§ Written request: Lay out every line of the entries below as a Markdown table with the columns Row and Line, numbering the rows in order and leaving out blank lines.

§ Dataset content:
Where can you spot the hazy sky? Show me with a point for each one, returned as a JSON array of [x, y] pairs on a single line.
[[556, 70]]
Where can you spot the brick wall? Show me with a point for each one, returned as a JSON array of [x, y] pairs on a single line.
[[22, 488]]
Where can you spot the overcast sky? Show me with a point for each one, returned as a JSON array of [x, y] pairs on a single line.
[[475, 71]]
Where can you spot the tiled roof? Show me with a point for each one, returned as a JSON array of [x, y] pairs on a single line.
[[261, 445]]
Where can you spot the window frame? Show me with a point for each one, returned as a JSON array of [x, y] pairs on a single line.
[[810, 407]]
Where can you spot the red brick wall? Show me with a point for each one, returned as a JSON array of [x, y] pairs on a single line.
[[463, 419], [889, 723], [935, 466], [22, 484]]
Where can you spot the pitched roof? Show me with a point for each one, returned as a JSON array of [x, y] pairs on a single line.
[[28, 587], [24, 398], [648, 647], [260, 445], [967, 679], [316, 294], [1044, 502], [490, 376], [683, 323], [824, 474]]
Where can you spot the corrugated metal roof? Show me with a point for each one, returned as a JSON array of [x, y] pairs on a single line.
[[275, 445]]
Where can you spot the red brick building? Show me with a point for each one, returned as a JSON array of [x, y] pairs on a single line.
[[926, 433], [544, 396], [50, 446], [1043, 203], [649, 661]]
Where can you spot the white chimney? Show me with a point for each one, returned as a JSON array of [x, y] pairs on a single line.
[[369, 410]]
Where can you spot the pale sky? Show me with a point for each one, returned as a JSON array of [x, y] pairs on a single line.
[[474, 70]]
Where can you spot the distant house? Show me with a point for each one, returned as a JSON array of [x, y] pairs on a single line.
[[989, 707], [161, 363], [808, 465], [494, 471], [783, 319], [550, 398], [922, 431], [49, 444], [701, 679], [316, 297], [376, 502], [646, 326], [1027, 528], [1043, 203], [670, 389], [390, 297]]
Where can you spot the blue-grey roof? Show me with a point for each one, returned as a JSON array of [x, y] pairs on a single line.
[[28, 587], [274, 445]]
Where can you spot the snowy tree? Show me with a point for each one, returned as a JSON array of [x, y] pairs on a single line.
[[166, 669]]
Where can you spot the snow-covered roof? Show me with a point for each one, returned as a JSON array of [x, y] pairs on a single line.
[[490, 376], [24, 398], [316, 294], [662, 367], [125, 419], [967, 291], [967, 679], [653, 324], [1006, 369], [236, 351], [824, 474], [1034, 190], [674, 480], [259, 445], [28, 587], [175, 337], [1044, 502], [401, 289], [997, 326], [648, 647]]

§ Output for this task:
| Row | Line |
|---|---|
| 1 | Where can you spot the hazy sky? Show me with a point for each one, returned as a JSON array of [x, y] pairs on a single line. |
| 2 | [[556, 70]] |
| 3 | Where can you spot the brick wall? Show me with a point for each one, returned as a JSON array of [x, y] pairs on a single line. |
| 4 | [[22, 488]] |
| 5 | Where can you spot the overcast sky? Show me with a point for each one, returned as a JSON array of [x, y] pairs on a single line. |
| 6 | [[475, 71]] |
| 7 | Where can you spot the tiled roof? Show me with a point for each one, returned as a JSON array of [x, y] pairs on a single line. |
| 8 | [[261, 445]] |
| 9 | Where can you spot the window frame? Show me with a point for each one, returned as a JSON array of [x, y] pairs on a single line. |
| 10 | [[810, 407]] |
| 11 | Where can you spot the red brick wall? Show me with a point for each one, returned as a JSON array of [x, y] pairs on a single line. |
| 12 | [[463, 419], [889, 723], [935, 466], [22, 484]] |
| 13 | Where can you spot the pitched roof? Show me with a point for each one, returned as a JSON array of [x, y] pairs on a single line. |
| 14 | [[28, 587], [24, 398], [648, 647], [260, 445], [967, 679], [316, 294], [1044, 502], [490, 376], [683, 323], [824, 474]] |
| 15 | Where can you spot the corrugated metal roof? Show me with a point for each one, returned as a JSON array of [x, y] pairs on a single line. |
| 16 | [[275, 445]] |
| 17 | Where can you spot the red brick building? Show me with a point for each one, returned as a JSON array of [x, y] pairs on a single line. |
| 18 | [[926, 433], [544, 396], [50, 446], [1043, 203], [649, 661]] |
| 19 | Where can you spot the white chimney? Show me with a point for each one, returned as a JSON array of [x, y] pairs on a single line. |
| 20 | [[369, 410]] |
| 21 | Where can you spot the pale sky? Show me with a point for each one, returned as a JSON array of [x, y] pairs on a single line. |
| 22 | [[474, 70]] |
| 23 | Where can you spot the distant house? Show me with a point for each one, returned as a JSON array of [x, y] pairs on a single line. |
| 24 | [[989, 707], [161, 363], [808, 465], [494, 471], [783, 319], [550, 398], [922, 431], [49, 444], [701, 679], [316, 297], [376, 502], [646, 326], [1027, 528], [1043, 203], [670, 389], [390, 297]] |
| 25 | Where can you spot the blue-grey roof? Show me with a point for each one, returned as a JSON array of [x, y] pairs on a single line. |
| 26 | [[28, 587], [274, 445]] |
| 27 | Where can you spot the snowy tree? Show me with a point for each one, returned as a JSON array of [x, y] pairs on a single line. |
| 28 | [[166, 669]] |
| 29 | Where can you spot the snow-covered roof? Show me with a point for each one, returned as a JSON array of [x, y] pairs on a single line. |
| 30 | [[490, 376], [24, 398], [316, 294], [662, 367], [125, 419], [967, 291], [967, 679], [653, 324], [1006, 369], [236, 351], [824, 474], [1034, 190], [674, 480], [259, 445], [28, 587], [175, 337], [1044, 502], [401, 289], [997, 326], [648, 647]] |